§ ARBEITSAUFTRÄGE
#1 Liste aus dem Dokumenttext alle Bezeichnungen auf, die nach den Worten „als wär das“ für seine Äußerung genannt werden.
#2 Was zieht die Frau im Dokumenttext hinter das Ohr?

Die Sätze klebten noch schräg
in den Wimpern,
und das Morgenprogramm
war ein loses Bündel
aus fast-vollendeten Plänen
und einem Kaffee
ohne Ziel.

Er sah sie,
lächelte schief
und sagte es so,
als wär das ein Kompliment,
eine Feststellung,
und ein halbes Liebeslied:

„Kämmen hatte sie sich aber heute doch schon können.“

Und sie?
Zog eine Strähne Ironie
hinter das Ohr
und ließ es dabei bewenden.

Denn Ordnung war nie ihr Ziel.
Nur:
Dass jemand guckt.
Und lächelt.
Trotz allem
 

Aniella

Mitglied
Hallo @N. Valen,

ich weiß nicht, ob ich es mit meiner marginalen Kenntnis in Sachen Lyrik wagen soll, aber ich trau mich trotzdem mal:
Diese kleine Szene ist perfekt beschrieben, ich hatte sie förmlich vor Augen und war mittendrin. Das Gedicht gefällt mir rundherum!

§ GEZEIGTES MATERIAL
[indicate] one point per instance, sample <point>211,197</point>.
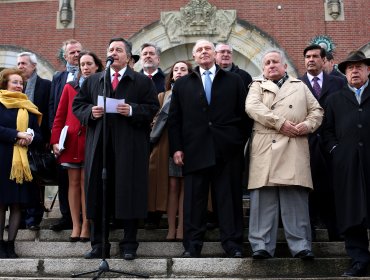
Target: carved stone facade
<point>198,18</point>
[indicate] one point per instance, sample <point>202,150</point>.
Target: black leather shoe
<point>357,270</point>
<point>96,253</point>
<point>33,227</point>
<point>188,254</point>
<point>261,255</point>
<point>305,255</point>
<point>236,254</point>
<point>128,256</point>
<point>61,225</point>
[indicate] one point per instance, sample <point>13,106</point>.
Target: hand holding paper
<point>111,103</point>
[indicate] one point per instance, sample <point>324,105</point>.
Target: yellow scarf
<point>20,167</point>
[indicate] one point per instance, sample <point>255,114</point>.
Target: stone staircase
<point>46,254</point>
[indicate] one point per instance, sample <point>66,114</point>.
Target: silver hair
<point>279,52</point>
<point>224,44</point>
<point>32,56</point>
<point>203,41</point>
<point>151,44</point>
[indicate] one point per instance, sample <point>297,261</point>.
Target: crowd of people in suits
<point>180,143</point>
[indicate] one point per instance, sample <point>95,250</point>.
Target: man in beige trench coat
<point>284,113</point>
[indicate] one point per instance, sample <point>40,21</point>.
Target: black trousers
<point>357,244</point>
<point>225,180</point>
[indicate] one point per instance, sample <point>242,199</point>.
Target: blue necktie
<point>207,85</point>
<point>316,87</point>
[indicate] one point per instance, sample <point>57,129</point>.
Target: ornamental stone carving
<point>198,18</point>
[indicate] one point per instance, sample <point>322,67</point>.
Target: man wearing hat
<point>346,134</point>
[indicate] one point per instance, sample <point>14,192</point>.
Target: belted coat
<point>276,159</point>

§ LÖSUNGEN
#1 ein Kompliment, eine Feststellung, ein halbes Liebeslied

#2 Eine Strähne Ironie.